DIRECTIVE:
Please update the lines from the first one up to and including the line with "box: [48, 76, 118, 239]", changing "rough mask" to "coarse mask" and leaving everything else unchanged. Return only those lines.

====

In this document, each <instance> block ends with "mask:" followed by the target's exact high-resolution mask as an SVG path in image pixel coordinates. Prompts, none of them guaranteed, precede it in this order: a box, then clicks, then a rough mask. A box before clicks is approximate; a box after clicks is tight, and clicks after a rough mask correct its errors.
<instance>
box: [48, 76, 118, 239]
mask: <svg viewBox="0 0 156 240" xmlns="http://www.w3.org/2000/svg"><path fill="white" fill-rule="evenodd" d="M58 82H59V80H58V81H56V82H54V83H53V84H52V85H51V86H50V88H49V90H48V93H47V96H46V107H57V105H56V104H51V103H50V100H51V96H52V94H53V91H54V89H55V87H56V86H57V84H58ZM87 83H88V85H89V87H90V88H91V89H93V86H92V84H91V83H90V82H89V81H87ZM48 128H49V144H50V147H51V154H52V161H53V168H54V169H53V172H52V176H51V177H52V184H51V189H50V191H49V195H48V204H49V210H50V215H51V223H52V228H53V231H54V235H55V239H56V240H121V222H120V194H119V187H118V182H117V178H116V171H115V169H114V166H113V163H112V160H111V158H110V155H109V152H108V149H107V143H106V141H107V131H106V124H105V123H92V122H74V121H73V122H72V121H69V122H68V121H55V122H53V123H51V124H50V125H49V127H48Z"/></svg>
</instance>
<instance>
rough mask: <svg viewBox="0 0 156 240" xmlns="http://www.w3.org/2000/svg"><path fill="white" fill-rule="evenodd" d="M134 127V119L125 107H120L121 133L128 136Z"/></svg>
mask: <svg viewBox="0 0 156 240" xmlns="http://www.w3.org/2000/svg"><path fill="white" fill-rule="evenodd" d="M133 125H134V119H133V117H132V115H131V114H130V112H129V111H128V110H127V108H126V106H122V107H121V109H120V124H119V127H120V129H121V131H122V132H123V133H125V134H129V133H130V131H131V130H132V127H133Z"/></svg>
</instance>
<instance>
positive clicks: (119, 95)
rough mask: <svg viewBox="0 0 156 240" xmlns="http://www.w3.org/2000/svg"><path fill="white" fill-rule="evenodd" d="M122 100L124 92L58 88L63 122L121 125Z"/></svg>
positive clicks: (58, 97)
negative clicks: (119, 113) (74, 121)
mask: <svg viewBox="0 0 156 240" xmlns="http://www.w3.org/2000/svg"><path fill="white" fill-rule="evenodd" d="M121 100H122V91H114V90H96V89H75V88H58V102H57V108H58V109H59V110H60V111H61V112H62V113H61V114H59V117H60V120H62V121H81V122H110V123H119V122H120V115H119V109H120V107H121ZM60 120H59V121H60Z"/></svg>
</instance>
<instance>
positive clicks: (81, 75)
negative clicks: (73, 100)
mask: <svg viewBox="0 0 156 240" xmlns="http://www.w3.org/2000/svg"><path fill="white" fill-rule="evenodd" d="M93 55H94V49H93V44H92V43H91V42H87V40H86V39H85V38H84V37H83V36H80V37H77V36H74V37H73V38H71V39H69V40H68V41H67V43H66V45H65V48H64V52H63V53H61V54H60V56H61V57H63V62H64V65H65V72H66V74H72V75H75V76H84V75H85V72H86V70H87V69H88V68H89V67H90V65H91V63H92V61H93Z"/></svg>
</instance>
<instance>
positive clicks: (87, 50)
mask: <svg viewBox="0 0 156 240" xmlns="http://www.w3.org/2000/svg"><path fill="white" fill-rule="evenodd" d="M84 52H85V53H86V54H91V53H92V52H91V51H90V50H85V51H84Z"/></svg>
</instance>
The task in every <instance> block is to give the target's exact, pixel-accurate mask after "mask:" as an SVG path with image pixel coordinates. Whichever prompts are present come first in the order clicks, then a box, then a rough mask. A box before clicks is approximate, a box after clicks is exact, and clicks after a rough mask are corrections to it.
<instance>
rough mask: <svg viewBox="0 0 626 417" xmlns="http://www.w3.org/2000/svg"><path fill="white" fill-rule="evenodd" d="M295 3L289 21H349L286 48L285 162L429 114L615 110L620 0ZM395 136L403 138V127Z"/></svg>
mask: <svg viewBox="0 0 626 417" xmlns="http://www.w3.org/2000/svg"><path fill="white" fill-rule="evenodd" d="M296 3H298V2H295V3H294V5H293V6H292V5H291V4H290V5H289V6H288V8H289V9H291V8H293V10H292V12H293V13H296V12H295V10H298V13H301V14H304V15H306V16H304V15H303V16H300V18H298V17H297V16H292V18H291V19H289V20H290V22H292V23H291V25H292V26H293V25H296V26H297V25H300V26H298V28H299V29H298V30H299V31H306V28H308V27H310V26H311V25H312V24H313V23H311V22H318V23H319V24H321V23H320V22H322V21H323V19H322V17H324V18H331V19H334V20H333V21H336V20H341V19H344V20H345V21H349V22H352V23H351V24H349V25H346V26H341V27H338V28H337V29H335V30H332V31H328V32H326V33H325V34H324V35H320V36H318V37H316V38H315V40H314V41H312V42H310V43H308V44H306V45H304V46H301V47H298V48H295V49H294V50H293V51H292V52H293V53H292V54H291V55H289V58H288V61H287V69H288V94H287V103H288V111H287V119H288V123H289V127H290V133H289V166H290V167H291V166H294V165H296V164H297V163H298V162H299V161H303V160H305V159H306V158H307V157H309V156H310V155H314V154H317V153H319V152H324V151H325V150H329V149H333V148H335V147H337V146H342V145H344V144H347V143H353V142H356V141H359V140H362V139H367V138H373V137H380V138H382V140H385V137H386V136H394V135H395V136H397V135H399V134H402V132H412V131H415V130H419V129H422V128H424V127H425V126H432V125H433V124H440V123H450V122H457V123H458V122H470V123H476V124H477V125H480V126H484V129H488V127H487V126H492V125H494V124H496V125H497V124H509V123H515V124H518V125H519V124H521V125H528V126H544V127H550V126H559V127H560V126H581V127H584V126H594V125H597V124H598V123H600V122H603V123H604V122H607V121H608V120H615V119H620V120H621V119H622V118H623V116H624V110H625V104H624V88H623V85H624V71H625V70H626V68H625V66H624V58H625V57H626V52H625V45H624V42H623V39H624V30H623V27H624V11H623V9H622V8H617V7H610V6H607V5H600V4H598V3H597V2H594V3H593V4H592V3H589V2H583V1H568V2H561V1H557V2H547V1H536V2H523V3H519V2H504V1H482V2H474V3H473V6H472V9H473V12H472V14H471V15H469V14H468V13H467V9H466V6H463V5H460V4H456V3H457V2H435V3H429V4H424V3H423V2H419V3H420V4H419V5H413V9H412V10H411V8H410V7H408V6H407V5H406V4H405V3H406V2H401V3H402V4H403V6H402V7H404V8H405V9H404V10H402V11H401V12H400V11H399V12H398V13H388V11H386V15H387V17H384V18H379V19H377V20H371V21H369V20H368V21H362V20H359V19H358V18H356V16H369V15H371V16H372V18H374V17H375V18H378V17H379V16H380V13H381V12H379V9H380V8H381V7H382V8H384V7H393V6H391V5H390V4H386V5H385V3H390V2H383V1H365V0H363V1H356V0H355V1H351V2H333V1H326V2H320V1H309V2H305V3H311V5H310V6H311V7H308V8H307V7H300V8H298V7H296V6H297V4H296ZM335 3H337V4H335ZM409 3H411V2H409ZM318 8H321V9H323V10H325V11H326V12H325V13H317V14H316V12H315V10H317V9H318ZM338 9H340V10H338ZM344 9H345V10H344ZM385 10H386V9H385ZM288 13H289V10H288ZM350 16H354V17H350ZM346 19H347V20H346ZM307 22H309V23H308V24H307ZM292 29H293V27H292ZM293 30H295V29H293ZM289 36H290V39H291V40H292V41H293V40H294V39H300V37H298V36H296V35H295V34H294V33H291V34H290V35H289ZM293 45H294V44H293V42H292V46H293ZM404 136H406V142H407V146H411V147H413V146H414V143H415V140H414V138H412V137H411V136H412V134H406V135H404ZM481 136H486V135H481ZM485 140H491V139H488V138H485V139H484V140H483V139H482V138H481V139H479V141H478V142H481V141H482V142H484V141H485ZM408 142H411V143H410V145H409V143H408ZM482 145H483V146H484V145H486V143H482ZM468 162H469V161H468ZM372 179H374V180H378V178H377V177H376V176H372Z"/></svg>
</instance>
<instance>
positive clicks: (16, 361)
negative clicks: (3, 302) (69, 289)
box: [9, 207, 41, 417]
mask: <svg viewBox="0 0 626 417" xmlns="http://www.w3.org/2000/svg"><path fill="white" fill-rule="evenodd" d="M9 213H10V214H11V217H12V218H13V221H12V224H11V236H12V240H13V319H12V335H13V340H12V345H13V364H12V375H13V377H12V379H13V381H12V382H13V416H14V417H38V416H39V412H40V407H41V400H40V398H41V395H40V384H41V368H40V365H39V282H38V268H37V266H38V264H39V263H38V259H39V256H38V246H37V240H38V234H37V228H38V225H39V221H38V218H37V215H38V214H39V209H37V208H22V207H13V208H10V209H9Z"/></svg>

====

WRITTEN REPLY:
In this document, each <instance> block ends with "mask:" followed by the target's exact high-resolution mask as an SVG path in image pixel coordinates. Prompts, none of them guaranteed, precede it in this order: a box, then clicks, then a coarse mask. A box before clicks is approximate; a box after clicks is tight, and clicks after a coarse mask correct its errors.
<instance>
box: [48, 76, 118, 239]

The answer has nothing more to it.